> _WHAT IS BEING ASKED_: Up to and including the line that contains "Put a dot on the white stripe", repeat each line of the data exactly, starting from the first.

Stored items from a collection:
################
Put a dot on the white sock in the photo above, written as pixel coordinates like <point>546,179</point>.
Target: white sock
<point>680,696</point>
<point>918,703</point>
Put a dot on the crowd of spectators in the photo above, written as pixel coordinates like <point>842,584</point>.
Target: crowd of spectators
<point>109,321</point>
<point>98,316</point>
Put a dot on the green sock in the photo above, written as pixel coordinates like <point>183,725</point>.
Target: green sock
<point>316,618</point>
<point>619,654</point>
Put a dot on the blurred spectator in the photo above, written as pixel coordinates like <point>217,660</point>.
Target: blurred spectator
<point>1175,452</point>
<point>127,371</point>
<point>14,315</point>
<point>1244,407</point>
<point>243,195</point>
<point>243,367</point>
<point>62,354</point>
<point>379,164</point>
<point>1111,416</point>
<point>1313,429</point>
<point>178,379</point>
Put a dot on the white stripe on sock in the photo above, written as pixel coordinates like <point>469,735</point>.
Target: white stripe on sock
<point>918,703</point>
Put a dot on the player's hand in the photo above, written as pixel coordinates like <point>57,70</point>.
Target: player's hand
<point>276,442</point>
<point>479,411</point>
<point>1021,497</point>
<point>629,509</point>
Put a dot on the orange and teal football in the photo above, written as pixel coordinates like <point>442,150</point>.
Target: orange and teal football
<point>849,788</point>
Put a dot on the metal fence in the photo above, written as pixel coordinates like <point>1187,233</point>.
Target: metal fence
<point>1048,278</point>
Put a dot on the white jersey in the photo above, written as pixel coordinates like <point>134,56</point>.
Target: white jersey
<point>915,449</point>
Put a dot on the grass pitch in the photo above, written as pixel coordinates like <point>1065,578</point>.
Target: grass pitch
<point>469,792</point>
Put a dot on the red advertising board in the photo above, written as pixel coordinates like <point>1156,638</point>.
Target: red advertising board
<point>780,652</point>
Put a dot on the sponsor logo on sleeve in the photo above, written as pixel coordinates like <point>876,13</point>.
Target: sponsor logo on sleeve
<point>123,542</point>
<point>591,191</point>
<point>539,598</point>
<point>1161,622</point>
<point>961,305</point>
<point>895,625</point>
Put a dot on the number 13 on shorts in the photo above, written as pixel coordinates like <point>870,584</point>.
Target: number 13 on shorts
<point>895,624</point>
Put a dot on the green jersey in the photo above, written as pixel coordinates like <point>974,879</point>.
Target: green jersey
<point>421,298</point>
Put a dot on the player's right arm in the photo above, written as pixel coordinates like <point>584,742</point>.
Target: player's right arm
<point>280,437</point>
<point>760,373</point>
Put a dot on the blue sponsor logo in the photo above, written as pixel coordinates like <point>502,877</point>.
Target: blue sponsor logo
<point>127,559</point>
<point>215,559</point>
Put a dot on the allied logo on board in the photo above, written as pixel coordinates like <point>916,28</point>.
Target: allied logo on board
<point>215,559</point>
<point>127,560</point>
################
> _RESULT FOR THIS EXERCISE_:
Put a dot on the white sock in the photo above, written as pixel coordinates like <point>546,179</point>.
Target: white sock
<point>680,696</point>
<point>918,703</point>
Put a dot on the crowd of spectators in the photo above, written as pixel coordinates like <point>842,584</point>.
Target: crowd of spectators
<point>109,321</point>
<point>98,316</point>
Put a dot on the green sock in the photo above, written as pixel coordinates like <point>183,725</point>.
Target: green sock
<point>316,618</point>
<point>619,654</point>
Put a dot on the blurred spectator in the photo above, written as pixel coordinates like <point>217,660</point>.
Target: blurred spectator
<point>1175,452</point>
<point>127,371</point>
<point>14,315</point>
<point>1244,407</point>
<point>243,195</point>
<point>243,367</point>
<point>62,354</point>
<point>379,164</point>
<point>1111,416</point>
<point>1313,429</point>
<point>178,379</point>
Put a dot on the white stripe on sock in the photo above, written as pixel coordinates like <point>469,735</point>.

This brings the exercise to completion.